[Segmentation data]

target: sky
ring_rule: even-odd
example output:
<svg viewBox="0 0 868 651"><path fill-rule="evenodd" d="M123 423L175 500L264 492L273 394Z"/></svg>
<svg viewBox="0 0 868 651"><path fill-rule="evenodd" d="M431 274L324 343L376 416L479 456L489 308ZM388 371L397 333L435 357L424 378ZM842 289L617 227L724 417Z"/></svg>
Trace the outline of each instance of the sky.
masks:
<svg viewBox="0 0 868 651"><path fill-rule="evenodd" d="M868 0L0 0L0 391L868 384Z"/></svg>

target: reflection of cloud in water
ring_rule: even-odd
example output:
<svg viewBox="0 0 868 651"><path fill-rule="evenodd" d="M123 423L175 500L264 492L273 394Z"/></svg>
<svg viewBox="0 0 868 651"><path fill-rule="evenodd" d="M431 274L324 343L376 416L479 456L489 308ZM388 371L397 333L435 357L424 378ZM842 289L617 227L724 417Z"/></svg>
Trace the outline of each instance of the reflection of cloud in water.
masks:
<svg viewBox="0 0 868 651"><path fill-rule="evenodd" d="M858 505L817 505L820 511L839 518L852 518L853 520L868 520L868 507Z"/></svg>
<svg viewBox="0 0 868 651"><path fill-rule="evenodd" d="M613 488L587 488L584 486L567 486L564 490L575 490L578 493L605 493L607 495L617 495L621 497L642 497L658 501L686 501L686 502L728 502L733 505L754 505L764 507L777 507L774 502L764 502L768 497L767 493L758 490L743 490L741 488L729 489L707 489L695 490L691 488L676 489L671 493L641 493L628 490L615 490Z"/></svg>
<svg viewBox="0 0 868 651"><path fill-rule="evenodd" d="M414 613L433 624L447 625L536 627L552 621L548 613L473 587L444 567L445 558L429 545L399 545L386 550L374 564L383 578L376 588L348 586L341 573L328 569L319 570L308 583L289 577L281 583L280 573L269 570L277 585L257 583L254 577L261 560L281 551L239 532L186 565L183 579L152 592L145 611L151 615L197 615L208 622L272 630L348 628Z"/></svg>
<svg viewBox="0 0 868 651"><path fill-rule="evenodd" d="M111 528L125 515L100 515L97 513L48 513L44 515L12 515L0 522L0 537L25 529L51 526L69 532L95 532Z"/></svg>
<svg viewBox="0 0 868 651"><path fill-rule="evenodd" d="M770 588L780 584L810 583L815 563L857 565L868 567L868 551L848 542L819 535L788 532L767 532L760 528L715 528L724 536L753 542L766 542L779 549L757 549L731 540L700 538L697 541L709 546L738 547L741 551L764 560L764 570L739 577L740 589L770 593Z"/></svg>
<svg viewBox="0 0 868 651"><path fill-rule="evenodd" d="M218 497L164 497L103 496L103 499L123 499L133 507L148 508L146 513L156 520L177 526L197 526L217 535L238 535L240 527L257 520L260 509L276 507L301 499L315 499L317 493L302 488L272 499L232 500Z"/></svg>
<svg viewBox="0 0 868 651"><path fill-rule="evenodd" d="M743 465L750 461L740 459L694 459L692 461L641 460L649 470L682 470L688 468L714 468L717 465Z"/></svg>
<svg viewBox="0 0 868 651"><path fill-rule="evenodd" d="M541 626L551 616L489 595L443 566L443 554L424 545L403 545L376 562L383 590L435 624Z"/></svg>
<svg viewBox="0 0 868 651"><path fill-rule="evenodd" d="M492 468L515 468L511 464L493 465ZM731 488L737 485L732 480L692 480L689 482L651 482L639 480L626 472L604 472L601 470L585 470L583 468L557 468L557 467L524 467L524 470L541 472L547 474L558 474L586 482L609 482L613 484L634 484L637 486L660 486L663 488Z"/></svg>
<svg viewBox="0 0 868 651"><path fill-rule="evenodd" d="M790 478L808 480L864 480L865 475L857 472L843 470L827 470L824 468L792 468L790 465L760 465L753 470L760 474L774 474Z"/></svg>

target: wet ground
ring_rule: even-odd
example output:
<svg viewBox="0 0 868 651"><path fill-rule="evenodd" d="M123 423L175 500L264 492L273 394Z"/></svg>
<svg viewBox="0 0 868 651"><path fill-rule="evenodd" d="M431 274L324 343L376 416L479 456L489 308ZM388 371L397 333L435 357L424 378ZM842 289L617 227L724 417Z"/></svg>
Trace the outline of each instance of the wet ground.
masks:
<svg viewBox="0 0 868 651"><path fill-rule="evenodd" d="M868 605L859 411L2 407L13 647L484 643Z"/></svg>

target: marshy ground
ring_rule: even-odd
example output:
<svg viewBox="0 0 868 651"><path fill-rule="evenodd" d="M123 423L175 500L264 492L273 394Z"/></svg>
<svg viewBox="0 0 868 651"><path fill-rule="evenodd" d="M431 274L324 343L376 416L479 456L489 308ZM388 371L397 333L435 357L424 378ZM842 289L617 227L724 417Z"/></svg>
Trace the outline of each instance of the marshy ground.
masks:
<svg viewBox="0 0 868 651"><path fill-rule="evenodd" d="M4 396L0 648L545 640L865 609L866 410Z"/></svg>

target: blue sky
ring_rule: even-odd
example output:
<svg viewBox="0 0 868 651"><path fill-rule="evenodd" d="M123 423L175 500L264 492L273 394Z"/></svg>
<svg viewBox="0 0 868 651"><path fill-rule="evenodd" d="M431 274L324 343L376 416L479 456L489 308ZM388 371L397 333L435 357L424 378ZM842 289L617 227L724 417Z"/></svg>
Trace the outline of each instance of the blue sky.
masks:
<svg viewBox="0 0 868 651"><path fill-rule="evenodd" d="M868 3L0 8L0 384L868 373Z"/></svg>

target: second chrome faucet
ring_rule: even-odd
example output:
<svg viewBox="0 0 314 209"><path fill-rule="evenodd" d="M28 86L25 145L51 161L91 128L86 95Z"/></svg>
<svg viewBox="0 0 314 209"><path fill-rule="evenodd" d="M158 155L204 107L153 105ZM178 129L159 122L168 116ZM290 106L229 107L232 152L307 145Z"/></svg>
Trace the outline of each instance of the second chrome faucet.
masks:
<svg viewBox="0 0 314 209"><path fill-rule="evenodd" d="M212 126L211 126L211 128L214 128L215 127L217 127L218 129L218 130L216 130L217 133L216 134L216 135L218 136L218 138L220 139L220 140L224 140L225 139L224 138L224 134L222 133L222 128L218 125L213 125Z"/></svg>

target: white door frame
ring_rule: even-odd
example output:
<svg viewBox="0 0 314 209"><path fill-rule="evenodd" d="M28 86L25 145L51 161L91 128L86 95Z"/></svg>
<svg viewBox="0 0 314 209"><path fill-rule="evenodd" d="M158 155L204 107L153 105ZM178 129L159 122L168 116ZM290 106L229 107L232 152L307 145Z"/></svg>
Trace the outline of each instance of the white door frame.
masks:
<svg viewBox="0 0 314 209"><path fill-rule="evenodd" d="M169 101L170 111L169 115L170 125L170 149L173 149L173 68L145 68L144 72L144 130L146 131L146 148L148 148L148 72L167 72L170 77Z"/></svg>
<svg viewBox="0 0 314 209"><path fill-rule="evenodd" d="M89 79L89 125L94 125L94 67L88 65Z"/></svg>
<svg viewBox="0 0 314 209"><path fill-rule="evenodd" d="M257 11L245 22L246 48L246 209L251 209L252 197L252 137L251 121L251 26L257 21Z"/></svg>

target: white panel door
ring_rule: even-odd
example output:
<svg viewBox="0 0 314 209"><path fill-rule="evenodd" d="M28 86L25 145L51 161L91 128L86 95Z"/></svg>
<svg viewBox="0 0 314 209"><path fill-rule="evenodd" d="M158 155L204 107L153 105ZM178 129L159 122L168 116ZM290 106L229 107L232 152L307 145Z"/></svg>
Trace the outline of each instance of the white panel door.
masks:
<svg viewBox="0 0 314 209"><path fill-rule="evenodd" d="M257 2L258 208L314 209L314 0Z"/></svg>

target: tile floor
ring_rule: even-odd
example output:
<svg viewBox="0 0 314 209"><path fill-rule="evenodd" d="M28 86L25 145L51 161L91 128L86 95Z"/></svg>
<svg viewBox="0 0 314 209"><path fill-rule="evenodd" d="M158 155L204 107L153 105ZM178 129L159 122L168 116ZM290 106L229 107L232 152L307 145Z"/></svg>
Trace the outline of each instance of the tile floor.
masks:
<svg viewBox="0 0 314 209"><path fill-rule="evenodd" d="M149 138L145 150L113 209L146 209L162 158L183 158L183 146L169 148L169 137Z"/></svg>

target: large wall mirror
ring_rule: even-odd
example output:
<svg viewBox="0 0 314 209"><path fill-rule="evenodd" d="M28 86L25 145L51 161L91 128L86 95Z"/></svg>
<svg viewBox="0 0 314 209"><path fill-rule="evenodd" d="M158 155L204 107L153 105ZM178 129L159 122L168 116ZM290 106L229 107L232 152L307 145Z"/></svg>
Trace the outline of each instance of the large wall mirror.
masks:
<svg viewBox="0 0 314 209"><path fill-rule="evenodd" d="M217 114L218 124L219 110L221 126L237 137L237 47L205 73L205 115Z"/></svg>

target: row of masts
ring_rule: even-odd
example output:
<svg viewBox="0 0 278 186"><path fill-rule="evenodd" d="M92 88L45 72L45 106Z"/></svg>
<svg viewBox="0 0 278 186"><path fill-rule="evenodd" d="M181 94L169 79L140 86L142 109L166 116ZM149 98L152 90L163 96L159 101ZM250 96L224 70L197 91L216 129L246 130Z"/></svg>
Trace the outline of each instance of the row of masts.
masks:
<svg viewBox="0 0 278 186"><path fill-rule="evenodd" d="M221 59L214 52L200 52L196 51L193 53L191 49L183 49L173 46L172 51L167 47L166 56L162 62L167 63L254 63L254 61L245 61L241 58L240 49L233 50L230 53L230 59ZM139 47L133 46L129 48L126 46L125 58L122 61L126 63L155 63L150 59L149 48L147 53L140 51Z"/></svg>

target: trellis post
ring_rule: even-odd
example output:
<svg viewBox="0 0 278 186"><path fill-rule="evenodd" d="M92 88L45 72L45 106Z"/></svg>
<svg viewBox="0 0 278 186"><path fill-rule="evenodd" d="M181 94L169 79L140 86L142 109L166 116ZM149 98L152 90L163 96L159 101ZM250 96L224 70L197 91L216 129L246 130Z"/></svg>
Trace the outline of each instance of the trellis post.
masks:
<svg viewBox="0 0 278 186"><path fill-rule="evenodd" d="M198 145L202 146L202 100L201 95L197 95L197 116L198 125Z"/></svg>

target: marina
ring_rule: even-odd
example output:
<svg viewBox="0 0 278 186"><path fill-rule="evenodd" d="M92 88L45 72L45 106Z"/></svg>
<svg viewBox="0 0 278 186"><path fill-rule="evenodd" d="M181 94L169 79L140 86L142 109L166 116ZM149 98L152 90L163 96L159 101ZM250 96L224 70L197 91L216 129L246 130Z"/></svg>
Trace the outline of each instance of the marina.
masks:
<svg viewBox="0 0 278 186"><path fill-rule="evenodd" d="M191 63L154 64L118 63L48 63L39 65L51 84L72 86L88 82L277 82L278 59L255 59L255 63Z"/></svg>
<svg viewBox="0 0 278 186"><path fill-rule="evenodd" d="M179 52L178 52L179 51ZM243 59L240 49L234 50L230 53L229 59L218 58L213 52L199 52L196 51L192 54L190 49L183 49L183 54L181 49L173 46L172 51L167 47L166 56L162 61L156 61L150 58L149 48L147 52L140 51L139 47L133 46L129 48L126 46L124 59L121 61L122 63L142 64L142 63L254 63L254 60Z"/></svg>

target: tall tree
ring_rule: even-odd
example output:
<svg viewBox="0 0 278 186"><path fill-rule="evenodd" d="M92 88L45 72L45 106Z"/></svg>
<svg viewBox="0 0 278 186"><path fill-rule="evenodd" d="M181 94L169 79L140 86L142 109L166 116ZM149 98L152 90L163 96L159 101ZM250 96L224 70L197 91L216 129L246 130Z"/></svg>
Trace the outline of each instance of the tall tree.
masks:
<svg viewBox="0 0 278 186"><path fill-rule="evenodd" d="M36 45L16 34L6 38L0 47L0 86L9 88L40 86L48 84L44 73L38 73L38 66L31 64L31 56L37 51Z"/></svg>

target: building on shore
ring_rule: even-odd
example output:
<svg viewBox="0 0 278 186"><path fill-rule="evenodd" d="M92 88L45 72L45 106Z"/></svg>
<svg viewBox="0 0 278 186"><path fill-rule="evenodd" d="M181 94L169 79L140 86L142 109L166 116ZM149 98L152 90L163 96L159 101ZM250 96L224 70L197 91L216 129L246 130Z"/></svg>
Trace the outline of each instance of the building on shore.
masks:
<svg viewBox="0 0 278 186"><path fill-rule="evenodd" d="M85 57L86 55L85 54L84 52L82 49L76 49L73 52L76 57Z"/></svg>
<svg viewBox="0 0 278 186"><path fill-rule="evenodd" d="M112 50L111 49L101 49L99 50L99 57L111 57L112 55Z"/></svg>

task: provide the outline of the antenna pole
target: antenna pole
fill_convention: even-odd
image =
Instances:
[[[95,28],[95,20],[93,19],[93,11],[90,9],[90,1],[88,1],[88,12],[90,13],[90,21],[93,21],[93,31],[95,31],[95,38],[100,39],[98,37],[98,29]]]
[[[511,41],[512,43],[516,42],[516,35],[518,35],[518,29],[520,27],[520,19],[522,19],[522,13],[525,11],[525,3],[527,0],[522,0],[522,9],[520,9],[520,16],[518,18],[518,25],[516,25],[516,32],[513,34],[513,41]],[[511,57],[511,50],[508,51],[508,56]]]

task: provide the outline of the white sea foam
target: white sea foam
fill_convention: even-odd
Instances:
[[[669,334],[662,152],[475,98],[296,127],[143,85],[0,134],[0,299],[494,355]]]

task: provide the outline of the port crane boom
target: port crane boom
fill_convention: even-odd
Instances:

__What is needed__
Convert the items above, from the line containing "task: provide the outline of the white" through the last line, into a numbered list, and leave out blank lines.

__Exercise result__
1. task: provide the outline of the white sea foam
2. target: white sea foam
3. fill_convention: even-odd
4. Instances:
5. [[[669,334],[662,152],[475,98],[296,127],[143,85],[0,134],[0,299],[494,355]]]
6. task: provide the outline of the port crane boom
7. target: port crane boom
8. fill_convention: even-odd
9. Instances:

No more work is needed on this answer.